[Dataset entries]

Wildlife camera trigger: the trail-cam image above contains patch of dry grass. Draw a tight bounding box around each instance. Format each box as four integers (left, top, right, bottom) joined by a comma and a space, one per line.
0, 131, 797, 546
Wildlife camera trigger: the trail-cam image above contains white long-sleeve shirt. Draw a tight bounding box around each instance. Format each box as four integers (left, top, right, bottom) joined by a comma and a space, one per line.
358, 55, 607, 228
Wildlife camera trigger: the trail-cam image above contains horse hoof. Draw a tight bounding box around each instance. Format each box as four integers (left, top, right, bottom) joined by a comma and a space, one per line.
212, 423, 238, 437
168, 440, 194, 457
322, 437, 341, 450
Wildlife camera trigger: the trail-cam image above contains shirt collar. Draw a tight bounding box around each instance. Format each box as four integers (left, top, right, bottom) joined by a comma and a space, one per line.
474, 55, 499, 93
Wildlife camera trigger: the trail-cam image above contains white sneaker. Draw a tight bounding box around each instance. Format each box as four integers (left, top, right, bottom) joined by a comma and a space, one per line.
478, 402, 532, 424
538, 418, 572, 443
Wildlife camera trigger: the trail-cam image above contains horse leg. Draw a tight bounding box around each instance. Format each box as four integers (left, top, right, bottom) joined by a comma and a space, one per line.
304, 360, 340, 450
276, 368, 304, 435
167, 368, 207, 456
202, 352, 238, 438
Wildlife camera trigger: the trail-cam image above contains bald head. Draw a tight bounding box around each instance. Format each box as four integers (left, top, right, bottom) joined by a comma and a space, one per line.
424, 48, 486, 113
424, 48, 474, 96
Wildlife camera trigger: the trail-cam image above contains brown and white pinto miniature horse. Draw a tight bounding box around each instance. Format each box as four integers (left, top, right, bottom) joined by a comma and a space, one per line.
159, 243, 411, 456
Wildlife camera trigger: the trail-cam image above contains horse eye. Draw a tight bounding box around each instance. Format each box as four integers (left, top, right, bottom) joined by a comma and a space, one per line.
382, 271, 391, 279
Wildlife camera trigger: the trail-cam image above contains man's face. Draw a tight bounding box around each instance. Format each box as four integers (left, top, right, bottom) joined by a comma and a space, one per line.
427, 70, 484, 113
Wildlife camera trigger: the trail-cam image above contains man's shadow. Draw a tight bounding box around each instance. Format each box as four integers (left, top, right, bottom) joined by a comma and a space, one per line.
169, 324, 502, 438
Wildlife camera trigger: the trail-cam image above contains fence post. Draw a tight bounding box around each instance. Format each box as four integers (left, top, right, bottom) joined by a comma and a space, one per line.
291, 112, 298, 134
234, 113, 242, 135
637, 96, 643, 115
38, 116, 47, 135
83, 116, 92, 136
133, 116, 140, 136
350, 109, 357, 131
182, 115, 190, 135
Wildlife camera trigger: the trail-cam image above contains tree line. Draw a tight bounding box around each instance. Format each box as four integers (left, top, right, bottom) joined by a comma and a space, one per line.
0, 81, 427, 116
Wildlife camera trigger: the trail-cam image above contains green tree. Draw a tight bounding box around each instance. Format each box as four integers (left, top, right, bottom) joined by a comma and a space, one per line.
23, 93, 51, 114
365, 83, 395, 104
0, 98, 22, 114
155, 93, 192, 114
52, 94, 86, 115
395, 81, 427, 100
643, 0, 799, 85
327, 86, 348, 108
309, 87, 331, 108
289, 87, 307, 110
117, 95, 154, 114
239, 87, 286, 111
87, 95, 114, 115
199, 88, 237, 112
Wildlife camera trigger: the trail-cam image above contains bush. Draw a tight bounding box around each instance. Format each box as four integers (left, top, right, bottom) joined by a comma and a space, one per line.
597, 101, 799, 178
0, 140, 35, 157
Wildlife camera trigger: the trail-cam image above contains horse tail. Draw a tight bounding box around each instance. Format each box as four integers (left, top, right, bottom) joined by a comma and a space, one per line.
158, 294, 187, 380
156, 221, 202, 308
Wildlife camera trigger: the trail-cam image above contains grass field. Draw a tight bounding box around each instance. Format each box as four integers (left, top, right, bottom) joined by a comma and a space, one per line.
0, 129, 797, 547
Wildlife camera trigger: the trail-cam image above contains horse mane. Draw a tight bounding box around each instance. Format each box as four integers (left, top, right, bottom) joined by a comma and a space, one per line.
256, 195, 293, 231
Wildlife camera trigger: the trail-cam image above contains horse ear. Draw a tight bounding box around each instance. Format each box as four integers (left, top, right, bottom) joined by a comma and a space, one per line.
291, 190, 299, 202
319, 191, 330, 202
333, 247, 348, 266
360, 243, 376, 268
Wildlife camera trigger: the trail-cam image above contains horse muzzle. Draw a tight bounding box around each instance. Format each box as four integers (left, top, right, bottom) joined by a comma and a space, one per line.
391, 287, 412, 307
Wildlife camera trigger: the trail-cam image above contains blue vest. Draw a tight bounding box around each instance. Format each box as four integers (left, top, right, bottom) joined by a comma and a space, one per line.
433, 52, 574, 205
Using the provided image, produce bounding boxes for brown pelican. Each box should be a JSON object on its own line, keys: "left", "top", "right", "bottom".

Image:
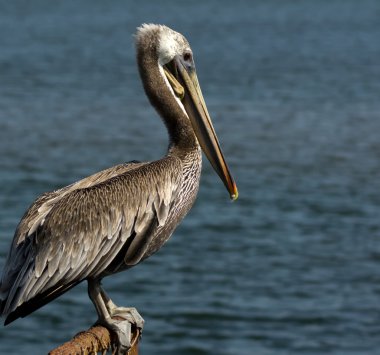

{"left": 0, "top": 24, "right": 238, "bottom": 353}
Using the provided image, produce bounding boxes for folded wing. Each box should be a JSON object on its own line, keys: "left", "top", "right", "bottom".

» To do
For this exercise, find all lines in the records containing the word "should" and copy them.

» The completed task
Using the provided image, produce bounding boxes for brown pelican. Each box should be a JSON object on its own line, keys: "left", "top", "right", "bottom".
Using the provided image, produce bounding boxes for folded wing. Each box should be a JSON object on its own line, keys: "left", "top", "right", "bottom".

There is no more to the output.